- Request -
Copy out the listing exactly.

Contour labeling entries
>>>
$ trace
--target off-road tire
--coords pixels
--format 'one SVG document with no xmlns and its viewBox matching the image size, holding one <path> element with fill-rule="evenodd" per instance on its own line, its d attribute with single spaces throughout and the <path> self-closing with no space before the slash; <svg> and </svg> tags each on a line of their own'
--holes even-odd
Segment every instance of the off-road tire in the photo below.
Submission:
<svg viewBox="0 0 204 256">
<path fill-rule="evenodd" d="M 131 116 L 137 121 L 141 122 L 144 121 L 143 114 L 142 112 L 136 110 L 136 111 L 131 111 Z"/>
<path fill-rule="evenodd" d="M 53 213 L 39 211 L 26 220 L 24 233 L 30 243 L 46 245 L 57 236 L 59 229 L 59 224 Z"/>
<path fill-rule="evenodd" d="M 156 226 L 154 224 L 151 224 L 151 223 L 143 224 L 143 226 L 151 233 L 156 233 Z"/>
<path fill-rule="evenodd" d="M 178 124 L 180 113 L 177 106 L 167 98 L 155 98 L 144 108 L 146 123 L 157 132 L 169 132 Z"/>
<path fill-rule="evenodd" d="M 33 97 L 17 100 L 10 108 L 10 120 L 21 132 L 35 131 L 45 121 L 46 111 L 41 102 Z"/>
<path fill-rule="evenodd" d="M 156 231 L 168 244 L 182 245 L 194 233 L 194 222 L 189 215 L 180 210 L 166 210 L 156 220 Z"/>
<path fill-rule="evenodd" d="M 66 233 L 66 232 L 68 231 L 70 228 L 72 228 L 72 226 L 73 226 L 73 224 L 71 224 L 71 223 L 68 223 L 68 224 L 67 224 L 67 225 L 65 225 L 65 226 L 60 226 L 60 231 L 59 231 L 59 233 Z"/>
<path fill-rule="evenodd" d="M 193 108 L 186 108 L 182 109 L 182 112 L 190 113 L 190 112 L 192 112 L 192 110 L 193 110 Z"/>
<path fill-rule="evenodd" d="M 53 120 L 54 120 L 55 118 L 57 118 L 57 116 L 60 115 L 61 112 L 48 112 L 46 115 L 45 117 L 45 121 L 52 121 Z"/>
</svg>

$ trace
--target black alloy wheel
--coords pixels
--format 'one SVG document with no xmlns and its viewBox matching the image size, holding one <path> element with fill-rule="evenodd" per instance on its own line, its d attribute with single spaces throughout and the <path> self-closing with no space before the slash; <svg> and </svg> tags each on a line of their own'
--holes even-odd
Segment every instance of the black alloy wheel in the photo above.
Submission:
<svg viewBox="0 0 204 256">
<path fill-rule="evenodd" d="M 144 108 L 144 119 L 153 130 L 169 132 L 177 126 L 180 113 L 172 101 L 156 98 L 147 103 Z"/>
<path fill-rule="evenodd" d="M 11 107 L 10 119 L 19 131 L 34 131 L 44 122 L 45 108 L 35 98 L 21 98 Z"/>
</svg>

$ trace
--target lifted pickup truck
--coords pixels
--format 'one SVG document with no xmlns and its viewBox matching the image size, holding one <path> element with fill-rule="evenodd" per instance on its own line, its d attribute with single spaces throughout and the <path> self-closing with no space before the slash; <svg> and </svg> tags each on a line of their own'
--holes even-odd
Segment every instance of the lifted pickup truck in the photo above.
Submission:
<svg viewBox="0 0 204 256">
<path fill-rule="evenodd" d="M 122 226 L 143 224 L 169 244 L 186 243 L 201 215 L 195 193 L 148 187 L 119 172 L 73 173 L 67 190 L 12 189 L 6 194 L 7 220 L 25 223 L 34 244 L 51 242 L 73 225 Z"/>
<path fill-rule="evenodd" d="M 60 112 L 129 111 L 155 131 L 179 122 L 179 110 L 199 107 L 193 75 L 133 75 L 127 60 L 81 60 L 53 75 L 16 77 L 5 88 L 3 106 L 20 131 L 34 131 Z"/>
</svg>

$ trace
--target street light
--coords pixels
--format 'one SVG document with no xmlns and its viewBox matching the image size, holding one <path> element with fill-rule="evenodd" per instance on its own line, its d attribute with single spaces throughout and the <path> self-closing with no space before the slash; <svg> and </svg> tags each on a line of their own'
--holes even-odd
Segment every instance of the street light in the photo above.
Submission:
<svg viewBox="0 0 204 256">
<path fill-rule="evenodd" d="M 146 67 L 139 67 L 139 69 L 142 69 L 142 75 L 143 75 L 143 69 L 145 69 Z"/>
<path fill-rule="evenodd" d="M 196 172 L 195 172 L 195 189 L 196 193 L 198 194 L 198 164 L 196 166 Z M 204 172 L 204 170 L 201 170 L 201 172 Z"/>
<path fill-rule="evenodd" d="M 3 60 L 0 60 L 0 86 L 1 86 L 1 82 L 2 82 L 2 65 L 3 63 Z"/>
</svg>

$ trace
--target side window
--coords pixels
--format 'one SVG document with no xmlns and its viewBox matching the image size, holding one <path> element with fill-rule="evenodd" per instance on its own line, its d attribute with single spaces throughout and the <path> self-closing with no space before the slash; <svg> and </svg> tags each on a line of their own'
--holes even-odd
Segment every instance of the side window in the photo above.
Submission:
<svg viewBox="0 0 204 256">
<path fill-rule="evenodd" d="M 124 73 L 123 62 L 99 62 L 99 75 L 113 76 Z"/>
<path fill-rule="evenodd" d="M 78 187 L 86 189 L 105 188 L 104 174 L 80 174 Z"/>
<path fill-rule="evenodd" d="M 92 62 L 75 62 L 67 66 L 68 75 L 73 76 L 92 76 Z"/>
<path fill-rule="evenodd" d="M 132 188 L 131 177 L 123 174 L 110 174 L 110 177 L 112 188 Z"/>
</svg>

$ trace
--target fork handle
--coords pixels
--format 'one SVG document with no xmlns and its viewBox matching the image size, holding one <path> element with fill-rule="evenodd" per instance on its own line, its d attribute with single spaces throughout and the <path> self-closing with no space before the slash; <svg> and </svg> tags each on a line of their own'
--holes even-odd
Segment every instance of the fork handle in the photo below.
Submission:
<<<
- Written response -
$ trace
--target off-road tire
--coords pixels
--format 'one SVG document with no xmlns and its viewBox matching the image size, holding one <path> element with fill-rule="evenodd" per instance on its own line, its d attribute with single spaces throughout and the <path> self-closing with no space before the slash; <svg> and </svg> tags each on a line of their own'
--holes even-odd
Segment every instance of the off-road tire in the photo below.
Submission:
<svg viewBox="0 0 204 256">
<path fill-rule="evenodd" d="M 131 116 L 137 121 L 141 122 L 144 121 L 143 114 L 142 112 L 136 110 L 136 111 L 131 111 Z"/>
<path fill-rule="evenodd" d="M 53 213 L 39 211 L 26 220 L 24 233 L 30 243 L 46 245 L 57 236 L 59 229 L 59 224 Z"/>
<path fill-rule="evenodd" d="M 156 226 L 154 224 L 151 224 L 151 223 L 143 224 L 143 226 L 151 233 L 156 233 Z"/>
<path fill-rule="evenodd" d="M 178 124 L 180 113 L 177 106 L 167 98 L 155 98 L 144 108 L 146 123 L 157 132 L 169 132 Z"/>
<path fill-rule="evenodd" d="M 33 97 L 17 100 L 10 108 L 10 120 L 21 132 L 35 131 L 45 121 L 46 111 L 41 102 Z"/>
<path fill-rule="evenodd" d="M 156 231 L 168 244 L 182 245 L 194 233 L 194 222 L 189 215 L 180 210 L 166 210 L 156 220 Z"/>
<path fill-rule="evenodd" d="M 66 233 L 66 232 L 68 231 L 70 228 L 72 228 L 72 226 L 73 226 L 73 224 L 71 224 L 71 223 L 68 223 L 68 224 L 67 224 L 67 225 L 65 225 L 65 226 L 60 226 L 60 231 L 59 231 L 59 233 Z"/>
<path fill-rule="evenodd" d="M 193 108 L 186 108 L 182 109 L 182 112 L 190 113 L 190 112 L 192 112 L 192 110 L 193 110 Z"/>
<path fill-rule="evenodd" d="M 53 120 L 54 120 L 55 118 L 57 118 L 57 116 L 60 115 L 61 112 L 48 112 L 46 115 L 45 117 L 45 121 L 52 121 Z"/>
</svg>

$ trace
--target black alloy wheel
--coords pixels
--format 'one SVG document with no xmlns and its viewBox matching the image size, holding one <path> element with fill-rule="evenodd" per instance on its own line, its d attribute with single spaces throughout and the <path> self-closing with no space before the slash; <svg> and </svg> tags each on a line of their own'
--holes even-odd
Segment every instance of the black alloy wheel in the photo above.
Submission:
<svg viewBox="0 0 204 256">
<path fill-rule="evenodd" d="M 144 108 L 144 119 L 153 130 L 169 132 L 177 126 L 180 113 L 172 101 L 156 98 L 147 103 Z"/>
<path fill-rule="evenodd" d="M 11 107 L 10 119 L 19 131 L 34 131 L 44 122 L 45 108 L 35 98 L 21 98 Z"/>
</svg>

$ trace
--target lifted pickup truck
--coords pixels
--format 'one SVG document with no xmlns and its viewBox matching the image size, holding one <path> element with fill-rule="evenodd" per instance on its own line, its d attribute with single spaces throughout and the <path> self-closing with no space before the slash; <svg> and </svg> tags each on a line of their own'
--holes even-odd
Segment every instance of the lifted pickup truck in the photo above.
Submission:
<svg viewBox="0 0 204 256">
<path fill-rule="evenodd" d="M 122 226 L 143 224 L 169 244 L 186 243 L 201 215 L 195 193 L 148 187 L 119 172 L 73 173 L 67 190 L 12 189 L 6 194 L 7 220 L 25 223 L 34 244 L 51 242 L 73 225 Z"/>
<path fill-rule="evenodd" d="M 60 112 L 129 111 L 155 131 L 179 122 L 179 110 L 199 107 L 193 75 L 133 75 L 127 60 L 81 60 L 53 75 L 16 77 L 5 88 L 3 106 L 20 131 L 34 131 Z"/>
</svg>

$ trace
--target street light
--coords pixels
--format 'one SVG document with no xmlns and its viewBox matching the image size, holding one <path> element with fill-rule="evenodd" per instance on its own line, its d attribute with single spaces throughout and the <path> self-closing with no space before the slash; <svg> and </svg> tags each on a line of their own'
--holes even-odd
Segment every instance of the street light in the photo above.
Submission:
<svg viewBox="0 0 204 256">
<path fill-rule="evenodd" d="M 146 67 L 139 67 L 139 69 L 142 69 L 142 75 L 143 75 L 143 69 L 145 69 Z"/>
<path fill-rule="evenodd" d="M 196 172 L 195 172 L 195 189 L 196 193 L 198 194 L 198 164 L 196 166 Z M 204 172 L 204 170 L 201 170 L 201 172 Z"/>
<path fill-rule="evenodd" d="M 3 60 L 0 60 L 0 86 L 1 86 L 1 82 L 2 82 L 2 65 L 3 63 Z"/>
</svg>

$ trace
--target side window
--coords pixels
--format 'one SVG document with no xmlns and its viewBox matching the image size, holding one <path> element with fill-rule="evenodd" per instance on its own line, its d attribute with single spaces throughout and the <path> self-closing with no space before the slash; <svg> and </svg> tags each on a line of their own'
--holes even-odd
Segment every instance of the side window in the photo above.
Submission:
<svg viewBox="0 0 204 256">
<path fill-rule="evenodd" d="M 124 73 L 123 62 L 99 62 L 99 75 L 113 76 Z"/>
<path fill-rule="evenodd" d="M 78 187 L 86 189 L 105 188 L 104 174 L 80 174 Z"/>
<path fill-rule="evenodd" d="M 92 62 L 75 62 L 67 66 L 68 75 L 73 76 L 92 76 Z"/>
<path fill-rule="evenodd" d="M 132 188 L 131 177 L 123 174 L 110 174 L 110 177 L 112 188 Z"/>
</svg>

$ trace
--target fork handle
--coords pixels
--format 'one SVG document with no xmlns and its viewBox matching the image size, holding one <path> element with fill-rule="evenodd" per instance on its own line, its d attribute with single spaces throughout and the <path> self-closing with no space before the slash; <svg> and </svg> tags each on a line of their own'
--holes even-odd
Segment every instance of the fork handle in the photo below.
Submission:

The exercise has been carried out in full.